### Stated task
Count the lines in the items below that contain the string "outline", and reply with that number alone.

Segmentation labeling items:
= = = = =

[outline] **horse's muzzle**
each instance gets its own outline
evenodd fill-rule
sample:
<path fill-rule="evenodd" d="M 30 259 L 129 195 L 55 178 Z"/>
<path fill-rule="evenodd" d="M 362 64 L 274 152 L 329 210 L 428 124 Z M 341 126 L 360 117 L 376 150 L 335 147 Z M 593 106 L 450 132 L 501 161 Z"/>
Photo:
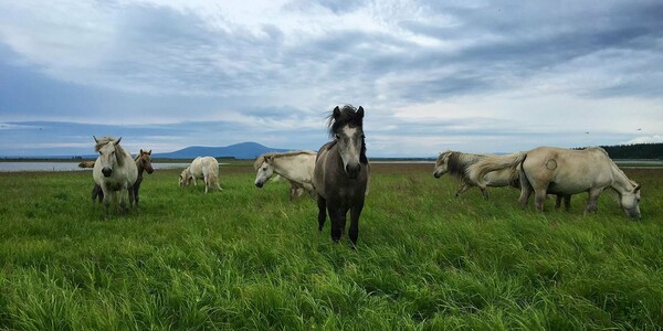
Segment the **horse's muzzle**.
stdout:
<path fill-rule="evenodd" d="M 102 169 L 102 173 L 104 174 L 104 177 L 110 177 L 110 174 L 113 174 L 113 169 L 104 168 Z"/>
<path fill-rule="evenodd" d="M 361 170 L 361 164 L 359 163 L 356 166 L 346 166 L 346 173 L 350 179 L 357 179 L 357 177 L 359 177 L 359 170 Z"/>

= = = = =

### Output of the task
2